Memory ordering in C++, and how it maps to x86 asm

I got curious about this a couple weeks ago, and posted a fairly detailed answer to a recent question:
Atomic operations, std::atomic<> and ordering of writes. I included lots of links to stuff about the memory model of C++ vs. hardware memory models.

If you're writing in C++, using std::atomic<> is an excellent way to tell the compiler what ordering requirements you have, so it doesn't reorder your memory operations at compile time. You can and should use weaker release or acquire semantics where appropriate, instead of the default sequential consistency, so the compiler doesn't have to emit any barrier instructions at all on x86. It just has to keep the ops in source order.

On a weakly ordered architecture like ARM or PPC, or x86 with movnt, you need a StoreStore barrier instruction between writing a buffer and setting a flag to indicate the data is ready. Also, the reader needs a LoadLoad barrier instruction between checking the flag and reading the buffer.

Not counting movnt, x86 already has LoadLoad barriers between every load, and StoreStore barriers between every store. (LoadStore ordering is also guaranteed). MFENCE is all 4 kinds of barriers, including StoreLoad, which is the only barrier x86 doesn't do by default. MFENCE makes sure loads don't use old prefetched values from before other threads saw your stores and potentially did stores of their own. (As well as being a barrier for NT store ordering and load ordering.)

Fun fact: x86 lock-prefixed instructions are also full memory barriers. They can be used as a substitute for MFENCE in old 32bit code that might run on CPUs not supporting it. lock add [esp], 0 is otherwise a no-op, and does the read/modify/write cycle on memory that's very likely hot in L1 cache and already in the M state of the MESI coherency protocol.

SFENCE is a StoreStore barrier. It's useful after NT stores to create release semantics for a following store.

LFENCE is almost always irrelevant as a memory barrier because the only weakly-ordered load

a LoadLoad and also a LoadStore barrier. (loadNT / LFENCE / storeNT prevents the store from becoming globally visible before the load. I think this could happen in practice if the load address was the result of a long dependency chain, or the result of another load that missed in cache.)

ERMSB string operations

Fun fact #2 (thanks @EOF): The stores from ERMSB (Enhanced rep movsb/rep stosb on IvyBridge and later) are weakly-ordered (but not cache-bypassing). ERMSB builds on regular Fast-String Ops (wide stores from the microcoded implementation of rep stos/movsb that's been around since PPro).

◆ Dataset records:

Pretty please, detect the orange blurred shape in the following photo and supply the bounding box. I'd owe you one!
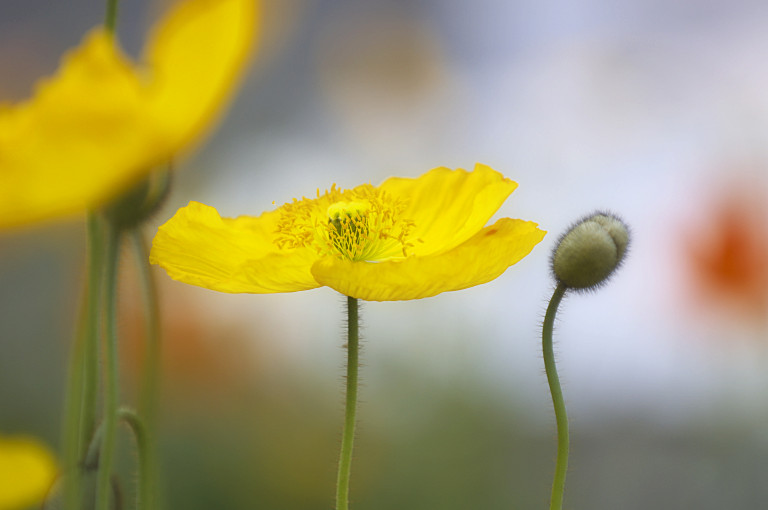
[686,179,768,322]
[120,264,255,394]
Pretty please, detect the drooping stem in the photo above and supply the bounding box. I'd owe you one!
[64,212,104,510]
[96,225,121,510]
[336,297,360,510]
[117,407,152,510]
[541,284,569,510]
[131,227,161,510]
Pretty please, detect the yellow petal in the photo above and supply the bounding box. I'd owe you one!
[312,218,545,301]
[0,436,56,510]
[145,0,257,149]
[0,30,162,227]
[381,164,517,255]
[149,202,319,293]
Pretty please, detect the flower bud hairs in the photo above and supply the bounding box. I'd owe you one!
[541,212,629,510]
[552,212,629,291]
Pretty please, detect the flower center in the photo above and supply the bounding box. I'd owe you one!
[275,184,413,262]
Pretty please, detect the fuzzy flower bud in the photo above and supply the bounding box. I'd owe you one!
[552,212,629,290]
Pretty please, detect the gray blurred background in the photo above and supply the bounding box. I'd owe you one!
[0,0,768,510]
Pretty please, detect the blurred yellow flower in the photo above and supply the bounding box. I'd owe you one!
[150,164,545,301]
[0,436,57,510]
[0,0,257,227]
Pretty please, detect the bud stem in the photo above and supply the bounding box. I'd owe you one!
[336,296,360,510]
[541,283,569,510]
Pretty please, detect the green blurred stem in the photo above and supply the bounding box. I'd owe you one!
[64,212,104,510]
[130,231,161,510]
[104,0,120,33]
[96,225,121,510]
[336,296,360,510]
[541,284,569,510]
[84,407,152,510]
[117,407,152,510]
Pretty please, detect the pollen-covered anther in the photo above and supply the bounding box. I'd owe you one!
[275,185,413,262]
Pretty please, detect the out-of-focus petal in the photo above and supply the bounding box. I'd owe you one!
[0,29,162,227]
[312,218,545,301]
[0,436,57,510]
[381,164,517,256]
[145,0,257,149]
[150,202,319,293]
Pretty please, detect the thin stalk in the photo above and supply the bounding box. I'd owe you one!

---

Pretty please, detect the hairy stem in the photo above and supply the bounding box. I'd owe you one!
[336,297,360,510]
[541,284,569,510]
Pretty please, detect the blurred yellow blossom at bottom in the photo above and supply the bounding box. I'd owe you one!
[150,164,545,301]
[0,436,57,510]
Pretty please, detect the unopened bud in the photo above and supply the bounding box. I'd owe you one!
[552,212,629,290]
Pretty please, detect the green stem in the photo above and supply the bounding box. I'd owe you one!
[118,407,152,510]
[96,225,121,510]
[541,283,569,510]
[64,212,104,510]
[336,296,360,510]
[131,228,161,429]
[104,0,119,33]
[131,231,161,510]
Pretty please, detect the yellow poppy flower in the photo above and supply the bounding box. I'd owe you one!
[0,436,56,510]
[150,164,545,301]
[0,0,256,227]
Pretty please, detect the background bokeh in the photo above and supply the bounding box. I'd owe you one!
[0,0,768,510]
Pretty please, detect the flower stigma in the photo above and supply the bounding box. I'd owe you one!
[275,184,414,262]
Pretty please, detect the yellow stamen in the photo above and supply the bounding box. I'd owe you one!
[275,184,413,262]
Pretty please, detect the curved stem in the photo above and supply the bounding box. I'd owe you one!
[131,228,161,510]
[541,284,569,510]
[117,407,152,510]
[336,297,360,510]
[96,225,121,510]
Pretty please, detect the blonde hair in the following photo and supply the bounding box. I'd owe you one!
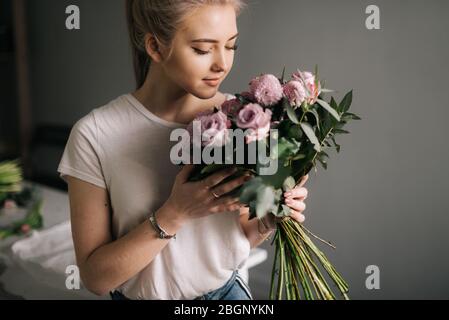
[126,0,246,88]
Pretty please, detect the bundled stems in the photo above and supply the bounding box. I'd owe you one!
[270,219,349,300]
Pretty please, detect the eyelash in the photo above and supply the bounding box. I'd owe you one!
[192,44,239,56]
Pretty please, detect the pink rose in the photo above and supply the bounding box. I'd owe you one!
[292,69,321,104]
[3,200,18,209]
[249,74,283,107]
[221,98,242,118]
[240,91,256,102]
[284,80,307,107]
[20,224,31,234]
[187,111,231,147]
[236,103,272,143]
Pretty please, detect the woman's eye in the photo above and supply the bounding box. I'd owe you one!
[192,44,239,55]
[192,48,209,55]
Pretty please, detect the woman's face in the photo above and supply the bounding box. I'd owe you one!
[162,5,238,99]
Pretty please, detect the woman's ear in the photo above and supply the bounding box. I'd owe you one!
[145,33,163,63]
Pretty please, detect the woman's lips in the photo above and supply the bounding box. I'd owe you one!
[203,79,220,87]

---

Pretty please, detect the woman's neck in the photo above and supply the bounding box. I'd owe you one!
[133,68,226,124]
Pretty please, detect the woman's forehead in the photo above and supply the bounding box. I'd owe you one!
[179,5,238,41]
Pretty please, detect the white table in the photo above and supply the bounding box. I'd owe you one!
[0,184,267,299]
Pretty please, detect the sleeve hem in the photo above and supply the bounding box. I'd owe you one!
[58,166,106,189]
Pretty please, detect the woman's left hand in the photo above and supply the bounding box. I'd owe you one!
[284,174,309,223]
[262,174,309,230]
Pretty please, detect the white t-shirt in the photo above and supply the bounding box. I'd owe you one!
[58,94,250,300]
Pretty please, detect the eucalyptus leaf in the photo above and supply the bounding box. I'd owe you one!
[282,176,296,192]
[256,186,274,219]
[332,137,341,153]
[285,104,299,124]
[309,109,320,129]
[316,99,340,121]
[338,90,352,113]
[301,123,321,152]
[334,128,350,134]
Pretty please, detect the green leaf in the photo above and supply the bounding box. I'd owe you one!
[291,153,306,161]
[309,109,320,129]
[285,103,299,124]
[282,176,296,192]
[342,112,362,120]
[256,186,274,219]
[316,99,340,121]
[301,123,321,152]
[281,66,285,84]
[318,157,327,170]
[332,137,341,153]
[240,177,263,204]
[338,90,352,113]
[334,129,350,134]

◆ WHAT THE TASK REQUIRES:
In the post on memory ordering, which barrier is the only one x86 doesn't do by default? The entries are separate material from the post on memory ordering.

◆ OUTPUT OF THE TASK:
StoreLoad